**DIRECTION**
In the essay on Hamlet below, copy out word for word the passage from "In this section" up to and including "sea of trouble.".

In this section he also poses that the ghost he saw might have been a devil in disguise, tempting him to evil, necessitating this elaborate ruse. However it seems unlikely that Hamlet believes the vision of his father was evil, making his hesitation born solely of his own forming conscience. This is displayed in his most famous speech of “to be or not to be”; he poses the question asked of everyone at some point of “whether ‘tis nobler in the mind to suffer/ The slings and arrows of outrageous fortune,/ or to take up arms agents a sea of troubles/ And by opposing end them.” this suggests that he has already made up his mind of which is better; as he is questing to do the right thing he obviously must choose ending a sea of trouble.
It is this indecision that scholars have agreed is the main contributor to the mass death that is the culmination of this play. Had he not hesitated and followed his father’s instructions at the first, he could have possibly avoided not only his own death, but also everyone besides, of course, the king. It is in this that we find purpose in what would seem a mistake of Shakespeare’s quill, the fact that during the course of a four-month period, Hamlet ages from sixteen to thirty. The reason being that Hamlet as a young adult is not capable of the act committed by the adult Hamlet. By making one character riddled with the indecision of youth, age from the necessity of needing to commit an adult act, we see that Shakespeare is creating this idea we have about young adults. The adult Hamlet arguably, even an over emphasized example of this discrepancy, is sure of his decision by the end of this play. As he is certainly clever enough to know of the king’s plot to kill him, he knowingly walks to his own death. Just before the finale in act five scene two Hamlet drops a bible quote, “there is a special providence/ In the fall of a sparrow” indicating that his confidence in what he is doing is so sure, it is more akin to faith. Harold Bloom in Hamlet: poem unread argues that at this point Hamlet considers himself a Jesus like figure, walking to his own death betrayed by a friend, but with head held high. This is such a stark contrast with the completely inactive Hamlet that opens the play, no other conclusion can be reached other than that these are not the same person. Thus making Shakespeare’s unnatural ageing of the prince a device to illustrate this point, that they are not the same person, one is a youth and the other is a man.

**INFORMATION SUPPLIED**
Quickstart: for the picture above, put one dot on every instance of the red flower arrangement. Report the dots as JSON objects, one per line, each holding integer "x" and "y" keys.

...

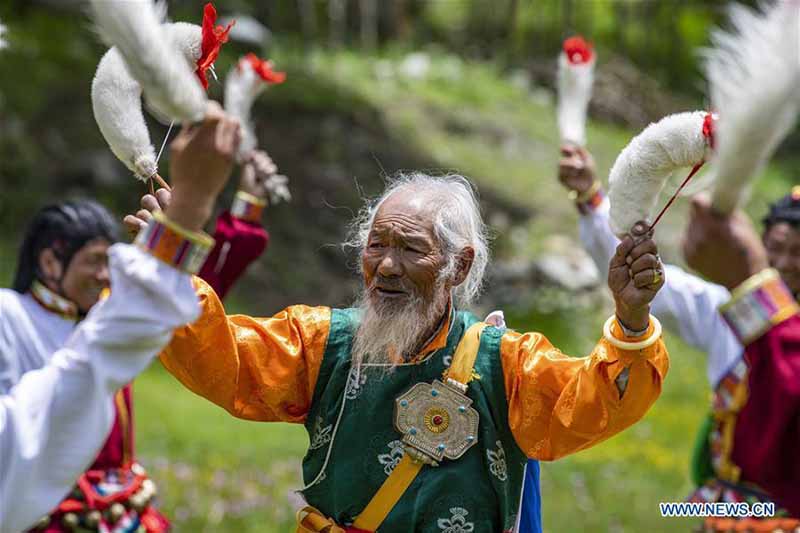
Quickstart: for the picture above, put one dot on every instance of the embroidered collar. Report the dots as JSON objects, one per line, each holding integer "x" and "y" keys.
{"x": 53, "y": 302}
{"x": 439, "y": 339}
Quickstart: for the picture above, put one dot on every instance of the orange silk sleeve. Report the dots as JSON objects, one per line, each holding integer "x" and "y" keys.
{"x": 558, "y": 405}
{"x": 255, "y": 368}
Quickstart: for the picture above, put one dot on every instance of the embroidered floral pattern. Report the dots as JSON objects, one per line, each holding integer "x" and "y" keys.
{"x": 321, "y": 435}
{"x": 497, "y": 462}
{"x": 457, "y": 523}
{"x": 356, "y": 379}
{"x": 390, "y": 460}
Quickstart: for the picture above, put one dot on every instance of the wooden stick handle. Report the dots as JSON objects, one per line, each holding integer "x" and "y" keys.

==

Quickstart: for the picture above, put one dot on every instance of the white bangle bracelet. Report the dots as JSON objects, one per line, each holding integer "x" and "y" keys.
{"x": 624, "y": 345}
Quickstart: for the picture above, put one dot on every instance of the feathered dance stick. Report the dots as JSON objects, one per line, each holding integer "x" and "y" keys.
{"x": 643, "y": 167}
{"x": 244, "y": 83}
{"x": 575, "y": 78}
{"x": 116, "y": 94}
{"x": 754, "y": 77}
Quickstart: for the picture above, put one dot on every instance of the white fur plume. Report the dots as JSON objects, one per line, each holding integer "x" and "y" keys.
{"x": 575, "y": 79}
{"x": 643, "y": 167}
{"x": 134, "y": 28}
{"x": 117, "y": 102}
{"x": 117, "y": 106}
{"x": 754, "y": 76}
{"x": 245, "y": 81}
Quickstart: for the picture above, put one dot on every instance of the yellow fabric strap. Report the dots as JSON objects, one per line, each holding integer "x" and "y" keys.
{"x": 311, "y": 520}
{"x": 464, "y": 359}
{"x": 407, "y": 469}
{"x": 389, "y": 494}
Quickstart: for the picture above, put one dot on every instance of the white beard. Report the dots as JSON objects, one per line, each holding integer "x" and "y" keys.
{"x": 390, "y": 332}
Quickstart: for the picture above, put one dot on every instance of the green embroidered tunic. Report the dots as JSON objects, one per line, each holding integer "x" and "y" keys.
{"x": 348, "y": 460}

**PROBLEM SOLUTION**
In this section he also poses that the ghost he saw might have been a devil in disguise, tempting him to evil, necessitating this elaborate ruse. However it seems unlikely that Hamlet believes the vision of his father was evil, making his hesitation born solely of his own forming conscience. This is displayed in his most famous speech of “to be or not to be”; he poses the question asked of everyone at some point of “whether ‘tis nobler in the mind to suffer/ The slings and arrows of outrageous fortune,/ or to take up arms agents a sea of troubles/ And by opposing end them.” this suggests that he has already made up his mind of which is better; as he is questing to do the right thing he obviously must choose ending a sea of trouble.